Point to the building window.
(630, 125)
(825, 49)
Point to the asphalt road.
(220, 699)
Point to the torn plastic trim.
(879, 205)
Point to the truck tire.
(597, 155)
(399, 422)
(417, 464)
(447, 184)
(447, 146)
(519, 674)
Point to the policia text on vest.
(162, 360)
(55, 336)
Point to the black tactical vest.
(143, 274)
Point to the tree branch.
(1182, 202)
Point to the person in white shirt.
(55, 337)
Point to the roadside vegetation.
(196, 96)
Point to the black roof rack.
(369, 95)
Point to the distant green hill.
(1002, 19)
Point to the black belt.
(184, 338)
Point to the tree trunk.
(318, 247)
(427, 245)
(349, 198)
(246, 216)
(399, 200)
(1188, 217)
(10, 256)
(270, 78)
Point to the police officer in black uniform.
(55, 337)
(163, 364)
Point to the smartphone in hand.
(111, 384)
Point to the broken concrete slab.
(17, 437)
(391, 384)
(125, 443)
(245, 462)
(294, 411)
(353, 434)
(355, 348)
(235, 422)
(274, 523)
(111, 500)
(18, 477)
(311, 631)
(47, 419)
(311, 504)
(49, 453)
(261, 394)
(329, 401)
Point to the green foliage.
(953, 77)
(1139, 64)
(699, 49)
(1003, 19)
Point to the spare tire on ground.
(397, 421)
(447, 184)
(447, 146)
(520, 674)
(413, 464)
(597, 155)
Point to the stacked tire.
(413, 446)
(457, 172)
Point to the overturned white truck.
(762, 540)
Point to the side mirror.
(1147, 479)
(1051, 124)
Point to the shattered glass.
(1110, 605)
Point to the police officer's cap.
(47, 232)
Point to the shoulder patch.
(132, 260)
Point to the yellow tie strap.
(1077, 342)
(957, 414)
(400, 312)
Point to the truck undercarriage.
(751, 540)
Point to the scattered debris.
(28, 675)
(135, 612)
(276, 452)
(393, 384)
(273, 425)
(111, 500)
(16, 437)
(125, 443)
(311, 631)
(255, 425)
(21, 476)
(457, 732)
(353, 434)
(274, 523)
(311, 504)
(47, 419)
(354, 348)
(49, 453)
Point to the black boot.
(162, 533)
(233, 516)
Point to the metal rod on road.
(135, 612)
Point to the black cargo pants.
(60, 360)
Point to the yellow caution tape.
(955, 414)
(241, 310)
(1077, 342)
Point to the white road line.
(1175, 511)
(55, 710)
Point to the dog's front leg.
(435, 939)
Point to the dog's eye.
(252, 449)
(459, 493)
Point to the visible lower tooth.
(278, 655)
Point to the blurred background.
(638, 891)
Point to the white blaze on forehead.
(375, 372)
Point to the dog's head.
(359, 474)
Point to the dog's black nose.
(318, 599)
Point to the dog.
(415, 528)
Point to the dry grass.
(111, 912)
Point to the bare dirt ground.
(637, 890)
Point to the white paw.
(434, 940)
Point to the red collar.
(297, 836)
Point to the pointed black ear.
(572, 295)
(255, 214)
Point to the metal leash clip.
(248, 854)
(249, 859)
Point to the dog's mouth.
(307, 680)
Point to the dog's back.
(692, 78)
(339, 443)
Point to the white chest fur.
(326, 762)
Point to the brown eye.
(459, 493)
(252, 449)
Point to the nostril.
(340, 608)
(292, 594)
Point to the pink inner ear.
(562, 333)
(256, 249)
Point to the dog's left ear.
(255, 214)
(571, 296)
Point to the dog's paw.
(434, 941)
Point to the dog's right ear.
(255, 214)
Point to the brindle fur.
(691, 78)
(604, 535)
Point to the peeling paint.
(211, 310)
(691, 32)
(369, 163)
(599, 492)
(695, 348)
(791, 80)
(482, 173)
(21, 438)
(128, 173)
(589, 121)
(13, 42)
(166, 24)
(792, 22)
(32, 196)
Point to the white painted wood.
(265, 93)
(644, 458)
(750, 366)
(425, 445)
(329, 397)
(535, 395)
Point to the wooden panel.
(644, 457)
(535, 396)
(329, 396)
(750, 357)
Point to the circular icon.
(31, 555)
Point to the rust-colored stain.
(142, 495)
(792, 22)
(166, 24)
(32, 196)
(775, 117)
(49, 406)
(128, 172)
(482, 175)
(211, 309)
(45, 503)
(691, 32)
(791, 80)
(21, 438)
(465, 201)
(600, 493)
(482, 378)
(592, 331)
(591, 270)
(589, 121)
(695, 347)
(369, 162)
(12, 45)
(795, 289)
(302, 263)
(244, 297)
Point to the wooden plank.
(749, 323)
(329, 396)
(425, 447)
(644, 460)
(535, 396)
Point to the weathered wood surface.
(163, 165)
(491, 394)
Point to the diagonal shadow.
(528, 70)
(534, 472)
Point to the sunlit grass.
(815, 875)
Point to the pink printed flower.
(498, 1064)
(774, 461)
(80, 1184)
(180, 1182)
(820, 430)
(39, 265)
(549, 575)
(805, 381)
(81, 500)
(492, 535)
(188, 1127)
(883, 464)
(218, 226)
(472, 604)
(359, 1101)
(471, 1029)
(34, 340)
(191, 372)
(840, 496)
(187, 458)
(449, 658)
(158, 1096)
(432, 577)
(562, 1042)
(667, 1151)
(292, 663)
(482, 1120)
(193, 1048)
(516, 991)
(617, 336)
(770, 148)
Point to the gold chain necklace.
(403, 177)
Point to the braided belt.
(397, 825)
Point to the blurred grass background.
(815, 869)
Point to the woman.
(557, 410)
--------------------------------
● **TRY IT**
Set down the listing above in full, please, exactly as it appears.

● **EXERCISE OUTPUT**
Point to the building window.
(630, 125)
(825, 49)
Point to the asphalt road.
(220, 699)
Point to the torn plastic trim.
(879, 205)
Point to the truck tire.
(597, 155)
(399, 422)
(417, 464)
(447, 184)
(447, 146)
(519, 674)
Point to the policia text on vest.
(162, 360)
(55, 336)
Point to the black tactical vest.
(143, 274)
Point to the tree branch.
(1182, 202)
Point to the person in white shirt.
(55, 337)
Point to the roadside vegetation.
(196, 96)
Point to the black roof rack.
(369, 95)
Point to the distant green hill.
(1002, 19)
Point to the black belt.
(184, 338)
Point to the tree trunk.
(318, 247)
(427, 245)
(349, 198)
(246, 216)
(399, 200)
(1188, 217)
(10, 256)
(270, 78)
Point to the police officer in black uniform.
(55, 337)
(163, 364)
Point to the smartphone in hand.
(111, 384)
Point to the broken concrete slab.
(17, 437)
(391, 384)
(125, 443)
(245, 462)
(294, 411)
(353, 434)
(355, 348)
(235, 422)
(274, 523)
(111, 500)
(18, 477)
(311, 631)
(47, 419)
(311, 504)
(49, 453)
(261, 394)
(329, 401)
Point to the green foliage.
(953, 77)
(1139, 64)
(699, 49)
(1003, 19)
Point to the spare tire on ground.
(397, 421)
(447, 184)
(447, 146)
(520, 674)
(413, 464)
(597, 155)
Point to the stacked tire.
(413, 446)
(457, 172)
Point to the overturned white truck.
(762, 540)
Point to the side mirror.
(1147, 479)
(1051, 124)
Point to the shattered glass.
(1110, 605)
Point to the police officer's cap.
(47, 232)
Point to the shoulder patch.
(132, 260)
Point to the yellow tie strap.
(1077, 342)
(957, 414)
(400, 312)
Point to the truck undercarriage.
(751, 540)
Point to the scattered debris.
(28, 675)
(135, 612)
(276, 452)
(393, 384)
(273, 425)
(111, 500)
(16, 437)
(125, 443)
(311, 631)
(255, 425)
(21, 476)
(457, 732)
(353, 434)
(274, 523)
(311, 504)
(47, 419)
(354, 348)
(49, 453)
Point to the black boot.
(162, 533)
(233, 516)
Point to the metal rod on road.
(135, 612)
Point to the black cargo pants.
(60, 360)
Point to the yellow caution tape.
(955, 414)
(241, 310)
(1077, 342)
Point to the white road line.
(1175, 511)
(55, 710)
Point to the dog's front leg.
(435, 939)
Point to the dog's eye.
(252, 449)
(459, 493)
Point to the visible lower tooth.
(278, 655)
Point to the blurred background.
(638, 891)
Point to the white blaze on forehead.
(375, 372)
Point to the dog's head.
(359, 474)
Point to the dog's black nose.
(318, 599)
Point to the dog.
(415, 528)
Point to the dry grass.
(111, 912)
Point to the bare dirt ground.
(637, 890)
Point to the white paw.
(434, 940)
Point to the red collar.
(297, 836)
Point to the pointed black ear.
(572, 295)
(255, 214)
Point to the metal leash clip.
(248, 854)
(249, 859)
Point to the dog's mouth.
(307, 680)
Point to the dog's back.
(692, 78)
(339, 443)
Point to the white chest fur.
(326, 762)
Point to the brown eye.
(459, 493)
(252, 449)
Point to the nostril.
(340, 608)
(292, 594)
Point to the pink inner ear.
(562, 333)
(256, 249)
Point to the dog's left ear.
(255, 214)
(571, 296)
Point to the dog's paw.
(434, 941)
Point to the dog's right ear.
(255, 214)
Point to the brindle fur.
(691, 78)
(604, 535)
Point to the peeling paint.
(211, 310)
(691, 32)
(369, 163)
(599, 492)
(695, 348)
(791, 80)
(482, 173)
(21, 438)
(128, 173)
(589, 121)
(13, 42)
(166, 24)
(792, 22)
(32, 196)
Point to the white painted wood.
(265, 93)
(644, 458)
(750, 366)
(425, 445)
(329, 397)
(535, 395)
Point to the wooden panel.
(644, 457)
(535, 396)
(329, 396)
(750, 357)
Point to the circular icon.
(31, 555)
Point to the rust-colored stain.
(142, 495)
(792, 22)
(166, 24)
(32, 196)
(775, 117)
(49, 406)
(128, 172)
(482, 175)
(211, 309)
(45, 503)
(691, 32)
(791, 80)
(21, 438)
(465, 201)
(600, 493)
(482, 378)
(592, 331)
(591, 270)
(589, 121)
(695, 347)
(369, 162)
(12, 45)
(795, 289)
(302, 263)
(244, 297)
Point to the wooden plank.
(749, 323)
(329, 396)
(425, 447)
(644, 460)
(535, 396)
Point to the weathered wood surface.
(163, 165)
(491, 394)
Point to the diagonal shadow.
(528, 70)
(534, 472)
Point to the sunlit grass.
(815, 875)
Point to the pink printed flower.
(498, 1064)
(774, 461)
(80, 1184)
(180, 1182)
(820, 430)
(39, 265)
(549, 575)
(805, 381)
(81, 500)
(492, 535)
(188, 1127)
(883, 464)
(218, 226)
(472, 604)
(359, 1101)
(471, 1029)
(34, 340)
(191, 372)
(840, 496)
(187, 458)
(449, 658)
(158, 1096)
(432, 577)
(562, 1042)
(667, 1151)
(292, 663)
(482, 1120)
(193, 1048)
(516, 991)
(617, 336)
(770, 148)
Point to the gold chain necklace.
(403, 177)
Point to the braided belt.
(397, 825)
Point to the blurred grass background.
(815, 869)
Point to the woman.
(557, 410)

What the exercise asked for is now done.